Saved entries
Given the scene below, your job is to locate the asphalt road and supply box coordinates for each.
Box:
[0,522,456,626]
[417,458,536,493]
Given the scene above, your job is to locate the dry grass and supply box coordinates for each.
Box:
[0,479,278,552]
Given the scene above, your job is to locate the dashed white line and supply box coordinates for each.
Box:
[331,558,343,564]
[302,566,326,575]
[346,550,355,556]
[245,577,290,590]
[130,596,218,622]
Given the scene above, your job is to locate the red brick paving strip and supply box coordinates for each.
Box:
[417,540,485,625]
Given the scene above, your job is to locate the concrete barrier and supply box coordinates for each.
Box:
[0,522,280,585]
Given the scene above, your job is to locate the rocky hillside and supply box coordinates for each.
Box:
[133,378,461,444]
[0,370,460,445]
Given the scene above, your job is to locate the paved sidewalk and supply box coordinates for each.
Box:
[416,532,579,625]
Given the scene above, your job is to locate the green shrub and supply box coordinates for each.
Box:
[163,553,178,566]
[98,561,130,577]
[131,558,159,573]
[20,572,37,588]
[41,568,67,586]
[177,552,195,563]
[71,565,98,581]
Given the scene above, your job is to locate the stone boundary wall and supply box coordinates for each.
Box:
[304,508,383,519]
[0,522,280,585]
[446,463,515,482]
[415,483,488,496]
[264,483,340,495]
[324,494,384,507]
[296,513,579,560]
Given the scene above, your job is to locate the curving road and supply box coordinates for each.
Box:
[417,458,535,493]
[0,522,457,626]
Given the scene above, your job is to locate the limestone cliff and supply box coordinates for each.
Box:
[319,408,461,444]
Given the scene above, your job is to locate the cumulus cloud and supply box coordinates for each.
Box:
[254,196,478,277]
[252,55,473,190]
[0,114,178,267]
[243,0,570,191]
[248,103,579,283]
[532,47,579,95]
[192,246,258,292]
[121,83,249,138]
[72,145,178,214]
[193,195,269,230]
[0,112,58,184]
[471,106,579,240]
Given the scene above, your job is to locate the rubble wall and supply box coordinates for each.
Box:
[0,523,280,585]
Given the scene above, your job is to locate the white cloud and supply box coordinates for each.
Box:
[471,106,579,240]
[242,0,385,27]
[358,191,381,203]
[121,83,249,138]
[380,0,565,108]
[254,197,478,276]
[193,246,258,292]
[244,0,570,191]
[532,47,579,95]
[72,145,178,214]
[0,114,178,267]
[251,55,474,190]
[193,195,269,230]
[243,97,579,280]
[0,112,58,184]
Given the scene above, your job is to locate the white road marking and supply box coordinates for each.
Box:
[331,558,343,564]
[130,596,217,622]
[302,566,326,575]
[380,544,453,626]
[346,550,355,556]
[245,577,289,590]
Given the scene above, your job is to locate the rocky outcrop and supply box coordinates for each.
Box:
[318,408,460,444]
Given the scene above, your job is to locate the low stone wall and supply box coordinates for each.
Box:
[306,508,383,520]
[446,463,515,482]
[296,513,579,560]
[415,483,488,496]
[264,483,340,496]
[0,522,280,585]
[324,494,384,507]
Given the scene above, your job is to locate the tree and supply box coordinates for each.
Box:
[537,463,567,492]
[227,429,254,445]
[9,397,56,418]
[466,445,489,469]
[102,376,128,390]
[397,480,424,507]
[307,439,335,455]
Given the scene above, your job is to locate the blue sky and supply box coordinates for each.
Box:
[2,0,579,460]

— Work instructions —
In the records above, copy exactly the lines from the one that contains "Given the scene above, your job is to locate the tree" through the last, and nothing else.

— Result below —
Given the scene above, your job is to locate the tree and supply box coordinates for each.
Box:
[537,463,567,492]
[227,429,254,445]
[9,397,56,418]
[466,445,489,469]
[102,376,128,390]
[397,480,424,507]
[307,439,335,455]
Given the scene above, your job is to locate the blue sky and supply box coordinates for each.
Box:
[2,0,579,460]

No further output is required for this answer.